* [DATA TO USE]:
....
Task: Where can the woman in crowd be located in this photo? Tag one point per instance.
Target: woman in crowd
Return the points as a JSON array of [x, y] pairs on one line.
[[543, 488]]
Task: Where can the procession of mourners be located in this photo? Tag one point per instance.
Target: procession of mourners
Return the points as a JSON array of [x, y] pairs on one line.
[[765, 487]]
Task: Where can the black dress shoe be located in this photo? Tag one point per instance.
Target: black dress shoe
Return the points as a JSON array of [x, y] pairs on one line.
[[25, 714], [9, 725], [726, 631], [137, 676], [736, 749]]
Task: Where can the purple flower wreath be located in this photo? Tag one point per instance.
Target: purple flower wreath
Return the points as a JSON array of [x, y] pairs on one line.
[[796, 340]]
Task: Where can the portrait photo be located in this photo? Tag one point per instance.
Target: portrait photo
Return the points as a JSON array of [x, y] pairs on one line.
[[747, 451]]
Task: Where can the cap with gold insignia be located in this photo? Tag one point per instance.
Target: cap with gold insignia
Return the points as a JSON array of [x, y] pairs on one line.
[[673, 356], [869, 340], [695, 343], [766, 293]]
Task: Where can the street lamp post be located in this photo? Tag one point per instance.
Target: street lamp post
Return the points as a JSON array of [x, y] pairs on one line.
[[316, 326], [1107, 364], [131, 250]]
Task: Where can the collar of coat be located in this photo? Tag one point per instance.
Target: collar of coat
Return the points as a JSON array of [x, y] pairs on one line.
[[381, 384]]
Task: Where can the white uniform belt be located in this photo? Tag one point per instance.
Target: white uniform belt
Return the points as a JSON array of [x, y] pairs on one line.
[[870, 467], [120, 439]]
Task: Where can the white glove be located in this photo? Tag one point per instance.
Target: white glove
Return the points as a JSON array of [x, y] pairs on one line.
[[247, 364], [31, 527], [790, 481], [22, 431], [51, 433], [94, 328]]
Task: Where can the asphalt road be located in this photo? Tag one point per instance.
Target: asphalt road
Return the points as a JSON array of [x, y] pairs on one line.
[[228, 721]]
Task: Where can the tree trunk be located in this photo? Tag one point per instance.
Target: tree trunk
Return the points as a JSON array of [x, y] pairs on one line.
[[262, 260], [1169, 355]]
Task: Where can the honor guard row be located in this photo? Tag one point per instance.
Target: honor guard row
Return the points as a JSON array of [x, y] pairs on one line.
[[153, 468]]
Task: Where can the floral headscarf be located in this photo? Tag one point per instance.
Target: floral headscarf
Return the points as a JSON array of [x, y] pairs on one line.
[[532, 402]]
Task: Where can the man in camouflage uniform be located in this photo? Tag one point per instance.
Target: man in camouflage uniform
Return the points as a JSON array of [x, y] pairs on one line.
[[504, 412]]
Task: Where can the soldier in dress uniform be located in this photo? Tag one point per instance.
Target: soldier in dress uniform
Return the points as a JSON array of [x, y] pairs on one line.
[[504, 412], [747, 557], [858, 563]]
....
* [EXERCISE AIM]: Please copy all of the material above word for word, keeping every line in its original order.

* [SOLUTION]:
Task: Where can the woman in crowd be located in this photo? Tag one point per instance.
Target: woman in crowd
Return the points as a JSON array of [x, y] pairs on one line.
[[543, 488]]
Task: Where can the procession of mourners be located in this photo? Tag one point per instance.
Target: procession of mourners
Return the points as a JSON array of [x, y] pairs on one line.
[[765, 487]]
Task: Where can the black dress shoe be located in this photo? Tag one point per instance.
Target: black dress shoe
Return the points as a JSON array of [x, y] pairs on one line.
[[25, 714], [9, 725], [726, 631], [137, 676], [736, 749]]
Task: Where can the purple flower wreath be located in this photo? Tag one point per instance.
Target: purple flower wreath
Return the points as a JSON array of [x, y] pairs on one line.
[[796, 340]]
Task: Where can the portrait photo be located in this photo? Tag one point per instance.
Target: portrait photo
Return the points as a JSON array of [x, y] pairs on one line.
[[747, 451]]
Task: Where can the cap with gold insignia be located in this photo? Tag one point per instance.
Target: cap with gold insignia
Return the points as a JSON array of [x, y] pairs on one line.
[[673, 356], [869, 340], [695, 343], [766, 293]]
Task: Where can the street lamp post be located in this photo? Tag one point per instance.
Target: street lamp post
Return the points as a JSON array of [x, y] pairs on one line.
[[316, 326], [1107, 364], [131, 250]]
Task: Where can the collar of coat be located in this photo? Tag one point per instance.
Target: collar of coat
Return the points as a JSON array of [x, y] pairs on one line.
[[381, 384]]
Task: Where can the white uniform belt be located in this photo? Tag one point per instance.
Target: white uniform belt
Return the points as a JSON array of [x, y] pairs on one line.
[[870, 467], [120, 439]]
Task: Where can the white glove be located in this photo? Tag one point per instance.
Target: white glove
Return the points as a JSON array of [x, y] pairs on one line.
[[247, 364], [31, 527], [790, 481], [22, 431], [51, 433], [94, 328]]
Task: Where can the asphalt road be located in this photo? Tag one point per instance.
Target: asphalt road
Return the points as a JSON array of [x, y] pairs on one line.
[[228, 721]]
Task: Where can the tree trunk be located in this photo? Tag one point per instance.
Target: tree trunk
Return the points as a JSON array of [x, y] pairs on one line.
[[262, 260], [1169, 355]]
Task: Where can the honor guard row be located in this photo? Tag one point per instance.
Target: honor guard row
Return the points as a JSON array of [x, y] pairs on one line.
[[153, 468]]
Task: Where can the floral headscarf be located in this photo? Tag one point per instance.
Target: floral headscarf
Return the points as a JSON array of [x, y] pairs on one line.
[[532, 402]]
Task: Where can the man in camouflage uniform be located in this photo? Tag one point per instance.
Target: man in camouflage uniform
Return the points as a JSON array of [x, y] pairs on one line.
[[504, 412]]
Task: Where can the soldier in dress uniform be located in this photo? Tag one point per instance.
Target: soldier in dress uniform
Return the points as a JSON array of [x, y] pairs on one line.
[[504, 412], [747, 557], [858, 563]]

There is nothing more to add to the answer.